▼
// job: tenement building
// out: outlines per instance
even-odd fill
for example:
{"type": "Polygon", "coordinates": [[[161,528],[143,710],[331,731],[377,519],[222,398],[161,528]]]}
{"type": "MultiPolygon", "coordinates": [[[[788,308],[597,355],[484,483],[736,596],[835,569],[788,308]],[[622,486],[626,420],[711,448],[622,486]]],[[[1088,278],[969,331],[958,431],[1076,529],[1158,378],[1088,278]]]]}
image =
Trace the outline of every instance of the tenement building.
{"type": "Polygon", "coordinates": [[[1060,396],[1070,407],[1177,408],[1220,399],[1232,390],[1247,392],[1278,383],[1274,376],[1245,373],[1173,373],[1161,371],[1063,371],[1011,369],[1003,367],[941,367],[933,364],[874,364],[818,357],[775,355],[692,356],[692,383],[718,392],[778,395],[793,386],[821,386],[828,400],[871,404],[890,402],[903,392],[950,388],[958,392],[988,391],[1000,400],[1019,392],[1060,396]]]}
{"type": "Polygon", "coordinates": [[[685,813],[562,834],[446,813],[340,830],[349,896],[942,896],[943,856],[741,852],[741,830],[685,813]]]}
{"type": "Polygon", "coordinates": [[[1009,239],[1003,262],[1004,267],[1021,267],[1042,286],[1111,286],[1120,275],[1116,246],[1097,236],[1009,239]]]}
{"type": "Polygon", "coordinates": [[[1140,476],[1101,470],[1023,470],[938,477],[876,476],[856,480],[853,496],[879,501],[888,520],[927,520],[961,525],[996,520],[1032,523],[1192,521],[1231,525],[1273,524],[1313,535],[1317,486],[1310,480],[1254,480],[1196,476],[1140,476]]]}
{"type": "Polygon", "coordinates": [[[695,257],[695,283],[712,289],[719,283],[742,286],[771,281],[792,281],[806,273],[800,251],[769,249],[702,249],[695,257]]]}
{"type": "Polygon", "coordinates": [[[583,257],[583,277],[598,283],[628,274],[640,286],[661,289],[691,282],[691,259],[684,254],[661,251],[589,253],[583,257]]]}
▲
Output the entries above as a two-column CSV with the header input,output. Give one row per entry, with its text and its answer each in a single quoted field and line breaks replaced by spaces.

input,output
"// job: tenement building // out: outlines per instance even-odd fill for example: {""type"": ""Polygon"", ""coordinates"": [[[161,528],[143,710],[331,731],[377,519],[222,398],[161,528]]]} {""type"": ""MultiPolygon"", ""coordinates"": [[[[788,308],[597,355],[484,483],[736,596],[835,569],[788,308]],[[622,486],[626,420],[711,448],[622,486]]],[[[1088,278],[969,331],[958,431],[1076,529],[1158,378],[1088,278]]]]} image = Trace the outline of every instance of the tenement building.","{""type"": ""Polygon"", ""coordinates"": [[[1060,396],[1070,407],[1177,408],[1220,399],[1232,390],[1247,392],[1278,383],[1274,376],[1245,373],[1173,373],[1161,371],[1063,371],[1011,369],[1003,367],[941,367],[933,364],[874,364],[818,357],[775,355],[692,356],[692,383],[718,392],[778,395],[793,386],[821,386],[828,400],[871,404],[890,402],[903,392],[950,388],[958,392],[988,391],[1000,400],[1019,392],[1060,396]]]} {""type"": ""Polygon"", ""coordinates"": [[[685,813],[562,834],[446,813],[340,830],[349,896],[942,896],[943,856],[741,852],[741,830],[685,813]]]} {""type"": ""Polygon"", ""coordinates"": [[[1009,239],[1003,262],[1004,267],[1021,267],[1042,286],[1111,286],[1120,275],[1116,246],[1097,236],[1009,239]]]} {""type"": ""Polygon"", ""coordinates"": [[[1140,476],[1101,470],[1023,470],[938,477],[876,476],[856,480],[853,496],[879,501],[888,520],[927,520],[961,525],[996,520],[1032,523],[1192,521],[1231,525],[1273,524],[1313,535],[1317,486],[1310,480],[1254,480],[1196,476],[1140,476]]]} {""type"": ""Polygon"", ""coordinates"": [[[695,257],[695,283],[712,289],[719,283],[742,286],[771,281],[792,281],[806,273],[800,251],[769,249],[702,249],[695,257]]]} {""type"": ""Polygon"", ""coordinates"": [[[583,257],[583,277],[598,283],[628,274],[640,286],[661,289],[691,282],[691,259],[684,254],[661,251],[589,253],[583,257]]]}"